===== PROVIDED ENTRIES
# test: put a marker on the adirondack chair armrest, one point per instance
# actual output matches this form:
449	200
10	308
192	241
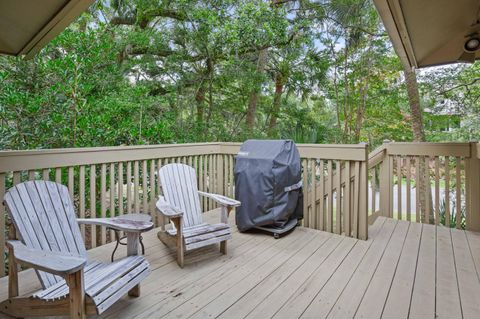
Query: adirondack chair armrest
52	262
119	223
167	210
222	200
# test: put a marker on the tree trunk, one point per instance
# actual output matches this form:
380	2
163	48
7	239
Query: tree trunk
252	102
425	191
415	109
277	101
200	99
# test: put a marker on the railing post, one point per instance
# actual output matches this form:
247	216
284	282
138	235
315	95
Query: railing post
386	204
472	188
363	199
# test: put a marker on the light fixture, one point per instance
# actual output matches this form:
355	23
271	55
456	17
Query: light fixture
472	44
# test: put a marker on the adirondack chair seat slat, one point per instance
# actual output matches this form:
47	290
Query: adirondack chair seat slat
102	281
199	229
51	242
181	204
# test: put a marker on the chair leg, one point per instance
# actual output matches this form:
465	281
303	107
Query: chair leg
77	295
180	248
223	247
12	275
132	250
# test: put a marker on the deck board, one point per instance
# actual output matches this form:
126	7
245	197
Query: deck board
308	274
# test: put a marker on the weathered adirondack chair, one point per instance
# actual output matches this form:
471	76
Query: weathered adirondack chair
181	204
51	243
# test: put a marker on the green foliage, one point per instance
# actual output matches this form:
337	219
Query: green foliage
156	71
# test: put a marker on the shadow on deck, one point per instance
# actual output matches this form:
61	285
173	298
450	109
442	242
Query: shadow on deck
405	270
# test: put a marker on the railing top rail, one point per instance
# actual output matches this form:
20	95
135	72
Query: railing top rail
348	152
39	159
428	149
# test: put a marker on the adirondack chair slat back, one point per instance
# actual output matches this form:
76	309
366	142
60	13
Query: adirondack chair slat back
44	217
179	185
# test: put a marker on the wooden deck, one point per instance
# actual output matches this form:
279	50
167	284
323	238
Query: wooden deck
405	270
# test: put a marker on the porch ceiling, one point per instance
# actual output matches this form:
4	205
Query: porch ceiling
28	25
430	32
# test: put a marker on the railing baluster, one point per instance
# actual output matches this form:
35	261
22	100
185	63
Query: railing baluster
46	174
338	206
231	180
201	183
153	197
93	206
313	199
103	201
3	225
409	187
417	189
390	165
58	175
356	201
321	210
305	194
136	185
211	180
458	193
16	178
144	187
447	191
129	187
330	197
71	182
81	200
112	196
399	187
220	181
347	201
120	188
428	189
373	187
437	190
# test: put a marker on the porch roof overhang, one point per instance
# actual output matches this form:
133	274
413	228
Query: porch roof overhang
430	32
26	26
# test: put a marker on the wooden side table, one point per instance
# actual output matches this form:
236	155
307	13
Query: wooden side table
129	219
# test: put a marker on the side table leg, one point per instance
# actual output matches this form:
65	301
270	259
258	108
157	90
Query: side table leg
132	250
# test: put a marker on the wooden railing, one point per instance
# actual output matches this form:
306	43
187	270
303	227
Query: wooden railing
335	187
436	183
111	181
344	186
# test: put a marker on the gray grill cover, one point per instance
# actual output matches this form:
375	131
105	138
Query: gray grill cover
268	183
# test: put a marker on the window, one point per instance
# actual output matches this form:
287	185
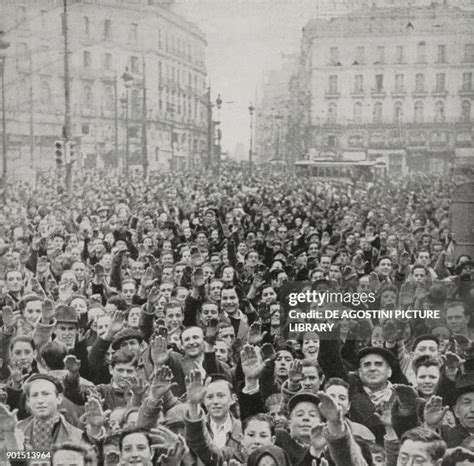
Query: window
400	54
379	83
380	55
466	111
86	24
439	112
108	98
87	96
358	112
378	112
420	82
333	84
421	52
469	53
467	81
441	53
107	29
440	82
358	83
419	109
360	55
134	68
399	83
398	112
332	113
108	61
86	59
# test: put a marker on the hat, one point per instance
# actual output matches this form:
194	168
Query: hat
301	397
386	354
126	334
66	314
465	384
47	377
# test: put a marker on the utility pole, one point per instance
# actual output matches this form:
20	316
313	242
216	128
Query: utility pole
67	97
144	125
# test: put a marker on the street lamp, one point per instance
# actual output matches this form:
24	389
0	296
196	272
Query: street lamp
3	46
251	110
127	79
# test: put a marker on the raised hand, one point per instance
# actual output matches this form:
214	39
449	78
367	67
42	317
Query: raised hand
47	311
329	409
159	351
161	383
9	318
72	364
8	420
295	372
255	334
434	411
406	396
252	364
195	390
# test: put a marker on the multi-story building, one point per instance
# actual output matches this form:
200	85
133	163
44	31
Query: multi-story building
161	52
391	84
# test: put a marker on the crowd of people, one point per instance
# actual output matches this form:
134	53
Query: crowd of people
145	322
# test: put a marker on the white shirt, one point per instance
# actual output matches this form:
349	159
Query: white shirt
219	432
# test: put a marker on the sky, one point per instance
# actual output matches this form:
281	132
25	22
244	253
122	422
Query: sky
245	39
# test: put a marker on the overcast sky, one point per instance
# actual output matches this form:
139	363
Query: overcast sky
245	38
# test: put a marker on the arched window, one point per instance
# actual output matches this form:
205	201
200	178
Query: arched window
87	96
466	111
332	112
108	99
398	112
357	112
135	103
419	108
378	112
439	112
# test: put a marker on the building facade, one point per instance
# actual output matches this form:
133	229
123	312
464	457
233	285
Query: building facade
393	85
142	40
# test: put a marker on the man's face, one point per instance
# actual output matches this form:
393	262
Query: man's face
32	312
66	333
14	282
193	341
256	435
340	395
304	417
426	347
136	449
464	410
311	380
228	335
282	363
79	270
123	373
229	301
374	371
218	399
173	317
43	399
22	355
416	453
427	379
208	312
456	319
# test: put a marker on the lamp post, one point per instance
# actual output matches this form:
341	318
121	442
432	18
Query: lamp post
251	110
127	79
3	46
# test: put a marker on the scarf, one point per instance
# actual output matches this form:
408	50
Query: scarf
379	396
42	435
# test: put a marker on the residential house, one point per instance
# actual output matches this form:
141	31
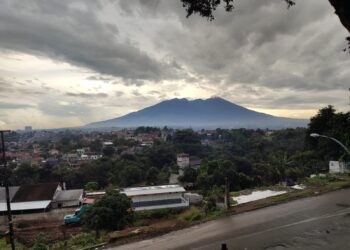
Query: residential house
33	198
338	167
183	160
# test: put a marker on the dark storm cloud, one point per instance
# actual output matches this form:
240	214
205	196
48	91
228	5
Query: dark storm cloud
52	108
87	95
259	43
6	105
261	54
71	31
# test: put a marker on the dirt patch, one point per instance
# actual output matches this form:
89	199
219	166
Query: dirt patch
26	231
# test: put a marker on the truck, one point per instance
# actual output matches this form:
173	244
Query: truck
76	217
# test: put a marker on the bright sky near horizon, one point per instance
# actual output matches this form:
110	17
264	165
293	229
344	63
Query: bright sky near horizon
68	63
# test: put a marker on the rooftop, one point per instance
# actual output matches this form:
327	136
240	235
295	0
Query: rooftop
153	190
36	192
12	191
67	195
29	205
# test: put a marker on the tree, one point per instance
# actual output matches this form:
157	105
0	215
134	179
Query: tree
108	151
91	186
111	212
152	176
130	175
26	174
189	176
40	242
205	8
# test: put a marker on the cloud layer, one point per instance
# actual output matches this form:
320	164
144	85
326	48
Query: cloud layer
72	62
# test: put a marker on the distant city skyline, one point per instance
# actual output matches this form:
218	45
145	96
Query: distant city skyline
69	63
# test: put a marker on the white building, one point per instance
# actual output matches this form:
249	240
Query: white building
156	197
183	160
337	167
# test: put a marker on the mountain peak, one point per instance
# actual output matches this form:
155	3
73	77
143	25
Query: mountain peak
214	112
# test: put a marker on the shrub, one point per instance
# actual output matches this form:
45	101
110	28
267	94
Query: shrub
192	214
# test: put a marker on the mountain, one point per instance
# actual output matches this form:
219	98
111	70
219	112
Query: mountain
209	113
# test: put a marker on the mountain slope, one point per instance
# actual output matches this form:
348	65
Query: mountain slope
210	113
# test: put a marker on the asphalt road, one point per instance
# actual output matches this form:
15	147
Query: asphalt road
321	222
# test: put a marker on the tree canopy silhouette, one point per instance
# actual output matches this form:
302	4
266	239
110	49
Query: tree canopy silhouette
206	8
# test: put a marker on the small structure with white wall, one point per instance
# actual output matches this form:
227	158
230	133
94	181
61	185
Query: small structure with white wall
183	160
336	167
156	197
68	198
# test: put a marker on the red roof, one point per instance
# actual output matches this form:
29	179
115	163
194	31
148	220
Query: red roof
88	200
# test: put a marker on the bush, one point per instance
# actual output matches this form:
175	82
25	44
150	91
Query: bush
40	242
82	240
192	214
318	181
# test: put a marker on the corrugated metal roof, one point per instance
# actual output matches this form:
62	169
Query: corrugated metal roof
36	192
12	190
21	206
153	190
69	195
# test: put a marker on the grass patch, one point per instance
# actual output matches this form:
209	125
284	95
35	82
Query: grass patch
4	246
79	241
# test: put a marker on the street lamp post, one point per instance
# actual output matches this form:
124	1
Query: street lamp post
333	139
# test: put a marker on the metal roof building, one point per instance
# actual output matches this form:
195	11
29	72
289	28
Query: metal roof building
156	197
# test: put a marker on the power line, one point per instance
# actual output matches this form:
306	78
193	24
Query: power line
7	191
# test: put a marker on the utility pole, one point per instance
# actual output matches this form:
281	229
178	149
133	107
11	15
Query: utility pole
6	182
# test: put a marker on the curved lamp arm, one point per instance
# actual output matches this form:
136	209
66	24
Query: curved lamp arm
333	139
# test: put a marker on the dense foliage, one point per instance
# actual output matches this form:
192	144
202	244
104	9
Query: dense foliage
111	212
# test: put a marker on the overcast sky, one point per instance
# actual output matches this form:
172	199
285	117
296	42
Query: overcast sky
68	63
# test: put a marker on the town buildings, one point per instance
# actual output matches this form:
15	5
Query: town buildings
183	160
156	197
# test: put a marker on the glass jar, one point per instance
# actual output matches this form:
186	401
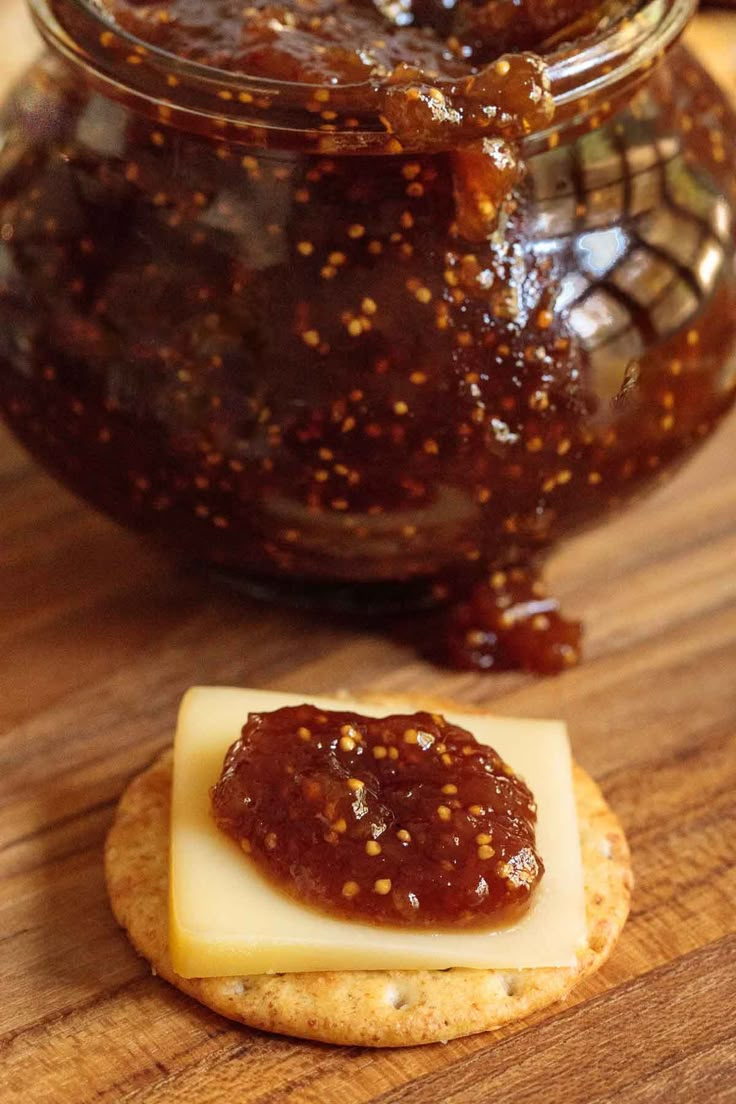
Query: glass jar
236	318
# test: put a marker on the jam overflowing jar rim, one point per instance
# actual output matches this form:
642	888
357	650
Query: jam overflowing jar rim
264	112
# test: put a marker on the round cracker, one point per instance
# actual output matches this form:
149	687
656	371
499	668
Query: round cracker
366	1008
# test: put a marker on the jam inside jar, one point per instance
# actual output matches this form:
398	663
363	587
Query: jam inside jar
297	332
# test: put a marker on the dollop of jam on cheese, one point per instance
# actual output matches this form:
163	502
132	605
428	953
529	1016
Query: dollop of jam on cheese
401	820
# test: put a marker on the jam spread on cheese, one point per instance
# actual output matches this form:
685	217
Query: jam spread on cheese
398	820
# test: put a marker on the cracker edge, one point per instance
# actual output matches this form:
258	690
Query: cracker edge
366	1008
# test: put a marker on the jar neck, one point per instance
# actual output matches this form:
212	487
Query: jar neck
259	112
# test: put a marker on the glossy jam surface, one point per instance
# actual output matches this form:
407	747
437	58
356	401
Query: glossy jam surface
350	41
403	820
370	369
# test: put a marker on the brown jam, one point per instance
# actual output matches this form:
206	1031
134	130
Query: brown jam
349	41
371	352
400	820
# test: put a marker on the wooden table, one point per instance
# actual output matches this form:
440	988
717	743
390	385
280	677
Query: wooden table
98	638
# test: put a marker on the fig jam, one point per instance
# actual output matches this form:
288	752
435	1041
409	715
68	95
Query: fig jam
408	329
401	820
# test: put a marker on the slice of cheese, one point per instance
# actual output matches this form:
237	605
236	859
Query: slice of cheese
226	920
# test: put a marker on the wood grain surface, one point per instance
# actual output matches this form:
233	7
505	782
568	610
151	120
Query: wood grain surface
98	638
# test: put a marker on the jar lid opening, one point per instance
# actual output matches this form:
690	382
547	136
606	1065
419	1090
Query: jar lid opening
258	110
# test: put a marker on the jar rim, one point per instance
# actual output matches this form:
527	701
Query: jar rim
247	108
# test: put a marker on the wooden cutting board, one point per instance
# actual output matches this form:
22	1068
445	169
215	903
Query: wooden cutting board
98	638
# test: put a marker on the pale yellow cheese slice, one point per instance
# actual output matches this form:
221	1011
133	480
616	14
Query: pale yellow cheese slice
225	919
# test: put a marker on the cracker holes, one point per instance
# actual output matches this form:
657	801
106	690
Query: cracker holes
397	998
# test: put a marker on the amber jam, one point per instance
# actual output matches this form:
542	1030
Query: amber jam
417	327
402	820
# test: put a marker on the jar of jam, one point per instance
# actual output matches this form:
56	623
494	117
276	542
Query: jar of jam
328	290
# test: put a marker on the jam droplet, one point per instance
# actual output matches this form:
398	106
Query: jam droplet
509	622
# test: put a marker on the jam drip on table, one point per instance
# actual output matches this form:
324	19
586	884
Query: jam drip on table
401	820
508	622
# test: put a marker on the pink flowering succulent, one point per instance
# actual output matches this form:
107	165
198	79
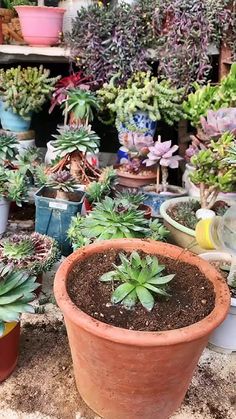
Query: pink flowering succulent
161	154
218	122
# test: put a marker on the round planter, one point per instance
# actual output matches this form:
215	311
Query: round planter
223	339
12	122
142	123
194	191
41	25
4	213
9	349
134	181
154	200
180	235
131	374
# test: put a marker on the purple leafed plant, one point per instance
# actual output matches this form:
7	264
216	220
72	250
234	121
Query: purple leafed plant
161	154
218	122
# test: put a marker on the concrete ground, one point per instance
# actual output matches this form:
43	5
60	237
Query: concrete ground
43	387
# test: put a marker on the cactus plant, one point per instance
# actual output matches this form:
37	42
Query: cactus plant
16	292
140	277
8	147
35	253
25	90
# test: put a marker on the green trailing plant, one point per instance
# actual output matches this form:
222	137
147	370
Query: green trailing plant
82	103
35	253
8	147
144	93
213	173
141	279
96	191
73	142
25	90
111	219
16	293
13	186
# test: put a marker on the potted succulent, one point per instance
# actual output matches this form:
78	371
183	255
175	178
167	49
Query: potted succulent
215	171
41	25
73	143
112	219
22	92
56	203
161	156
112	295
13	188
34	253
16	293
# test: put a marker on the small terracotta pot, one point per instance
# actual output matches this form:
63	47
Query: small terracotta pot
126	374
9	349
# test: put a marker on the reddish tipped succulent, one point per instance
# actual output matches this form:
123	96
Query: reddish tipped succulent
218	122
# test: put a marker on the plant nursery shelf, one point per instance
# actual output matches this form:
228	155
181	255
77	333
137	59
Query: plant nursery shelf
22	53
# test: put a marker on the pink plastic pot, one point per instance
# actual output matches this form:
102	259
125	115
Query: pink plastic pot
41	26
==========
TASK TO COMPLETE: Please output the lines of the listing above that fall in the stretch from the one with "# test: put a marker on the tree trunk, one" through the one with "# test: put a marker on the light", exactly and only those.

EXPECTED ANSWER:
# test: put a marker on the tree trunk, one point per instance
# actual output matches this form:
380	2
163	48
7	239
Query: tree trunk
252	102
425	191
415	109
277	101
200	99
# test: put a marker on the railing post, one point per instance
# actual output matches this form:
247	216
284	282
138	235
315	95
Query: railing post
386	204
472	188
363	199
# test: put a marker on the light fixture, one point per instance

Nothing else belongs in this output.